Add 114 to each coordinate in the answer points of everything from the line containing "Can you find the street?" down to the line containing "point(38, 69)", both included, and write out those lines in full. Leave all other text in the rows unchanged, including the sample points, and give nothing outside that span.
-- Begin RECORDS FOR PROCESSING --
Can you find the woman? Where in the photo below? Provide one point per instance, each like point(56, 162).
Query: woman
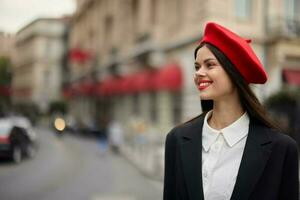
point(232, 150)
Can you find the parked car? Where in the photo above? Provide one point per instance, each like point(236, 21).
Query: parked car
point(17, 138)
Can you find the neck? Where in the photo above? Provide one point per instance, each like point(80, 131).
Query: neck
point(225, 112)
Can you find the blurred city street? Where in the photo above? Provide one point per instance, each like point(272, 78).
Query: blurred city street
point(71, 167)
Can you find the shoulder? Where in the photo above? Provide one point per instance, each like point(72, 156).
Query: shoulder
point(280, 139)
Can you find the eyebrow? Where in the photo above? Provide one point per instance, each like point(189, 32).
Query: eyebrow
point(205, 61)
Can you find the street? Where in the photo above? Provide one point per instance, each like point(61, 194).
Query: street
point(72, 167)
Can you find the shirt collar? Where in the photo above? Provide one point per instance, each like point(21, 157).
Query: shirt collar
point(232, 133)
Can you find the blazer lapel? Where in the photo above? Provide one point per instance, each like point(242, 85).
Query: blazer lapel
point(191, 154)
point(256, 154)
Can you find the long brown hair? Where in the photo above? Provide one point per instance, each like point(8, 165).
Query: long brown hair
point(247, 97)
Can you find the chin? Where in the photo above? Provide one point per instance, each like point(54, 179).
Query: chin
point(205, 97)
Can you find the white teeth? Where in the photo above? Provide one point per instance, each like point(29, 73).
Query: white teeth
point(204, 84)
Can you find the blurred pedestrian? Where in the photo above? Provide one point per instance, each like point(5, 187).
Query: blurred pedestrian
point(232, 150)
point(103, 136)
point(115, 135)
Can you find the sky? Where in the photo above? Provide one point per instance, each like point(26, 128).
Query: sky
point(15, 14)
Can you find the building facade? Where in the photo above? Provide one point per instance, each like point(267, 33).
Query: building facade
point(134, 61)
point(38, 69)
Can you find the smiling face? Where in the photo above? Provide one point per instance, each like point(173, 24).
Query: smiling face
point(210, 78)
-- End RECORDS FOR PROCESSING --
SOLUTION BELOW:
Can you find the street? Where in the photo above? Provide one point per instance, each like point(61, 194).
Query: street
point(186, 281)
Can you find the shirt collar? Where in the photo above? Provide one point per instance, each like point(21, 157).
Query: shirt collar
point(346, 247)
Can you find the blazer lapel? Where in the photo above? Provide one point per instance, each like point(242, 85).
Query: blazer lapel
point(305, 268)
point(370, 268)
Can you find the long brown hair? Where in the photo above? Provide one point per instance, each like point(8, 165).
Query: long brown hair
point(361, 211)
Can you find the chin? Where in the photo above? Provide one point per instance, each like point(54, 179).
Query: chin
point(319, 211)
Can you find the white teeth? Where in the photo above? Provide one point per instance, each like point(29, 73).
Query: white teeth
point(318, 198)
Can you find the blurred pedestrian? Where in the photo above? Provide one point per instance, each like point(5, 187).
Query: blurred pedestrian
point(346, 264)
point(217, 250)
point(229, 249)
Can you find the sky? Where in the photo above? Provide one point per instance, each like point(26, 128).
Query: sky
point(129, 128)
Can you find the building facade? Where in the photo above? Provide one point per instance, each like point(267, 33).
Query: building facade
point(248, 175)
point(152, 183)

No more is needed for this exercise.